:: DIRECTIONS FOR THIS TASK ::
Only one span of the listing below should come back. It runs from the line with "carpet, one line per instance." through the line with "drawer, one line per instance.", and each of its lines must be reproduced exactly.

__________

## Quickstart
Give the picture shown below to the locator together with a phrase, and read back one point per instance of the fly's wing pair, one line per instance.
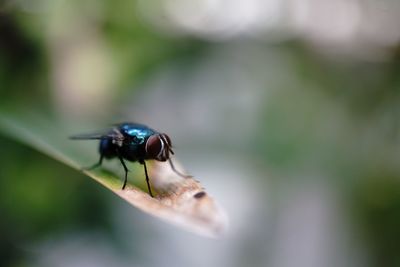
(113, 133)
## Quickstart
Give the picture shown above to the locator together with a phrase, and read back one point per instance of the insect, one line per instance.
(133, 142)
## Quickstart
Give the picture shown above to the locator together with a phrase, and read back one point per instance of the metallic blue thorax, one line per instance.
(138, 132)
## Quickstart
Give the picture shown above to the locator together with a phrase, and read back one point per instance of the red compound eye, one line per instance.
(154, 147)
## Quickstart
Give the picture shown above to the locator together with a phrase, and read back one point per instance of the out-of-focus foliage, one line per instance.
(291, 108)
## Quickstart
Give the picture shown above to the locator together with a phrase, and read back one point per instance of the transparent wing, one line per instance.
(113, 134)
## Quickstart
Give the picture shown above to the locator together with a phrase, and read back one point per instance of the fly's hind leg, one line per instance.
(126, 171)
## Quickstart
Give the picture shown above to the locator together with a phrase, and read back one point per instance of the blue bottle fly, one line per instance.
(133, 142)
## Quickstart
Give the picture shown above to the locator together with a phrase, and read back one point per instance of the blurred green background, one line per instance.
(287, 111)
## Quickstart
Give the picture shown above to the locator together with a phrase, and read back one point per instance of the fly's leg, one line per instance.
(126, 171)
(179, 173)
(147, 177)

__________

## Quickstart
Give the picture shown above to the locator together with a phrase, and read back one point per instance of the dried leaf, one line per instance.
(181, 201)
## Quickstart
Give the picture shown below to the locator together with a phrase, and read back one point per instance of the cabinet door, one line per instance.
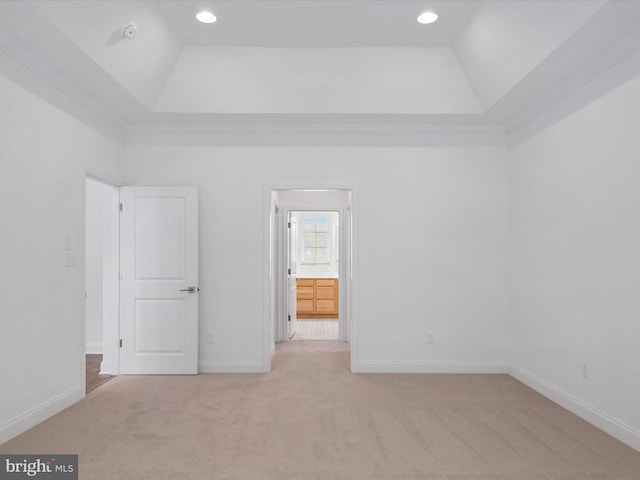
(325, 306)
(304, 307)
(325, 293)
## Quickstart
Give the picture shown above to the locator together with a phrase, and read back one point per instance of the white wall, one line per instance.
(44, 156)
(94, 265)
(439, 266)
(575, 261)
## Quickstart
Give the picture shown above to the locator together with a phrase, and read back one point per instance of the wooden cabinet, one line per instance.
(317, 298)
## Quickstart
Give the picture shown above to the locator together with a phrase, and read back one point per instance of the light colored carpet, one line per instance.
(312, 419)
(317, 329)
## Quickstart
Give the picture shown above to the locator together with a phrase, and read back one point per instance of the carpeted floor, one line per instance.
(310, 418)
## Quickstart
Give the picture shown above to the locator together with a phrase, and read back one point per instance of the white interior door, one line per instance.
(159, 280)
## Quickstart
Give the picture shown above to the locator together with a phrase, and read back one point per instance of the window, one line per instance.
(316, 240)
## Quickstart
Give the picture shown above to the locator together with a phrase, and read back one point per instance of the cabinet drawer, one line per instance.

__________

:: RESPONSE TO THE EXERCISE ::
Give the picture shown above to the locator together with a phrase, and read back one point per instance of the light colored carpet, one line per instance.
(312, 419)
(317, 329)
## Quickstart
Give the picture shown above to the locator together with a phrase, and read back one point per instance of the carpeted floor, one line per instance.
(310, 418)
## Quickstart
Give the picture shown above to the locator together with a phrase, and read back one point per instance of the white interior door, one line per instance.
(159, 280)
## Quickstart
Give the picture shown above to the locator together with a phrase, and read back one point per instance of the window, one line per instance.
(316, 240)
## Quickstart
Give the picture shown above to the locator together with a phrase, and read back one point per instance of the cabinet drawer, one line per instance.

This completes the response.